1133/AB XXI.GP
Die Abgeordneten zum Nationalrat Dr. Kräuter und Genossen haben am 10. Juli 2000
unter der Nr. 1129/J an mich eine schriftliche parlamentarische Anfrage betreffend
„Privatisierung des staatlich bestens funktionierenden Flugrettungssystems in Österreich
und damit verbundene Verschlechterung der Überlebenschance von sozial Schwächeren
bei Unfällen" gerichtet, die ich nach den mir vorliegenden Unterlagen wie folgt beantworte:
Ich beabsichtige den Abschluss einer Vereinbarung zwischen dem Bund sowie dem
Christophorus Flugrettungsverein und dem ÖAMIC (beide kurz ÖAMTC - Flugrettung).
Diese Vereinbarung soll ÖAMTC - Flugrettung auf zivilrechtlicher Basis verpflichten, die
vom Bund nach den Gliedstaatsverträgen (Art. 15a B - VG) wahrzunehmenden Aufgaben
der Flugrettung solidarisch unentgeltlich zu erfüllen. Diese Konzeption entlastet das
Budget und somit den Steuerzahler und ist für die Länder kostenneutral. Für die geretteten
Menschen ergibt sich abgesehen von einer Steigerung der Qualität durch den
verpflichtenden Einsatz neuer, leistungsstärkerer, zweimotoriger Rettungshubschrauber,
keine Änderung. ÖAMTC - Flugrettung werden überdies verpflichtet, bei der Aufnahme von
Personal, Ansuchen von Piloten, Luftfahrzeugwarten und Verwaltungsbediensteten des
Bundesministeriums für Inneres aus dem Bereich Flugrettung bevorzugt zu
berücksichtigen.

⁂

Auftrag 1 – Schreiben Sie alle unten folgenden Einträge unverändert Zeile für Zeile ab und lassen Sie dabei die Bilder weg.

⁂

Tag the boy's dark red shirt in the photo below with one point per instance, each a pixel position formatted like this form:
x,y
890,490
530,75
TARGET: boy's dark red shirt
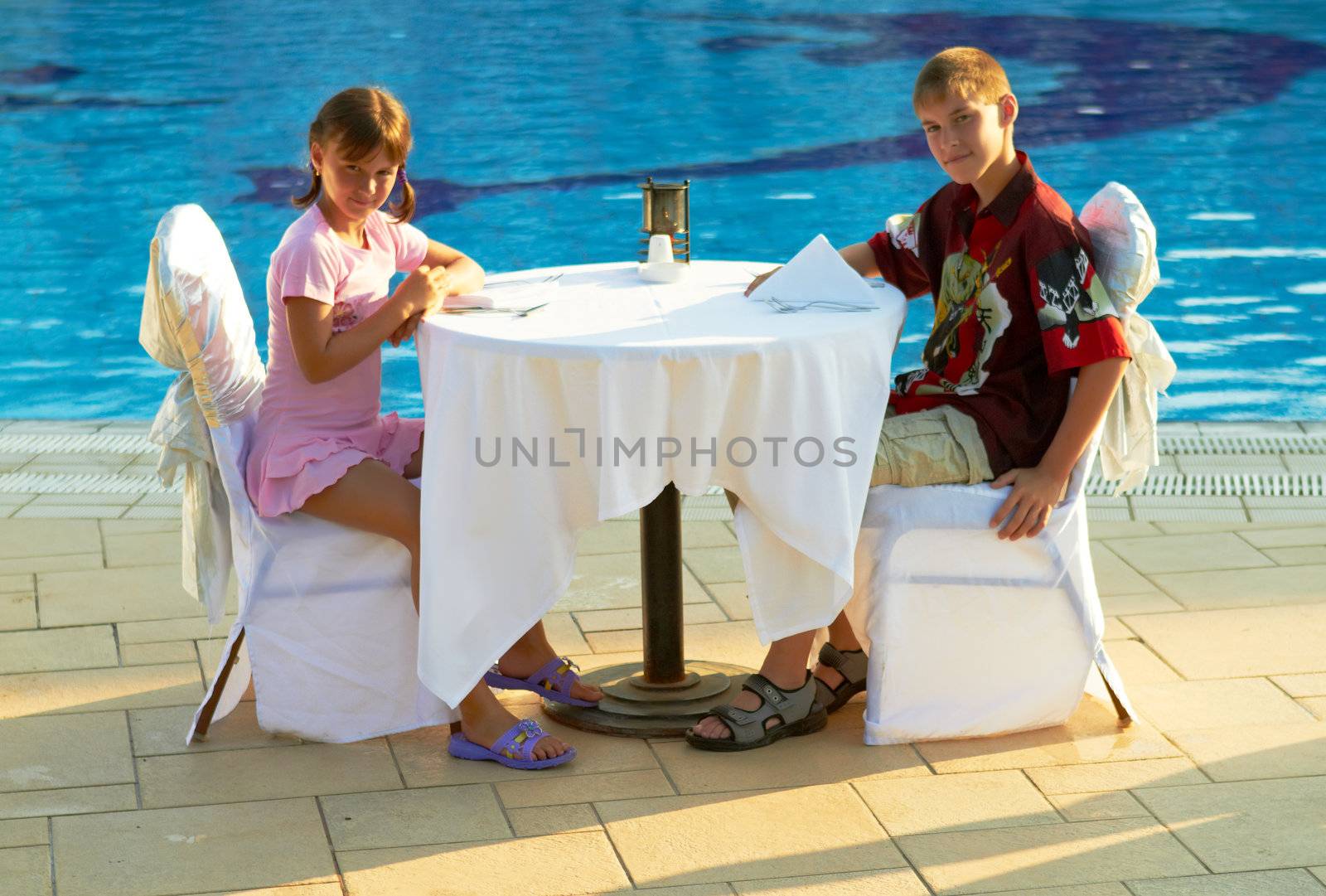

⁂

Auftrag 2 – Geben Sie aus der Anfragebeantwortung zur Flugrettung den Abschnitt wörtlich wieder, der mit den Worten „Diese Vereinbarung soll“ einsetzt und mit „berücksichtigen.“ schließt.

Vollständige Antwort 1 –
Tag the boy's dark red shirt in the photo below with one point per instance, each a pixel position formatted like this form:
x,y
890,490
530,75
TARGET: boy's dark red shirt

Vollständige Antwort 2 –
Diese Vereinbarung soll ÖAMTC - Flugrettung auf zivilrechtlicher Basis verpflichten, die
vom Bund nach den Gliedstaatsverträgen (Art. 15a B - VG) wahrzunehmenden Aufgaben
der Flugrettung solidarisch unentgeltlich zu erfüllen. Diese Konzeption entlastet das
Budget und somit den Steuerzahler und ist für die Länder kostenneutral. Für die geretteten
Menschen ergibt sich abgesehen von einer Steigerung der Qualität durch den
verpflichtenden Einsatz neuer, leistungsstärkerer, zweimotoriger Rettungshubschrauber,
keine Änderung. ÖAMTC - Flugrettung werden überdies verpflichtet, bei der Aufnahme von
Personal, Ansuchen von Piloten, Luftfahrzeugwarten und Verwaltungsbediensteten des
Bundesministeriums für Inneres aus dem Bereich Flugrettung bevorzugt zu
berücksichtigen.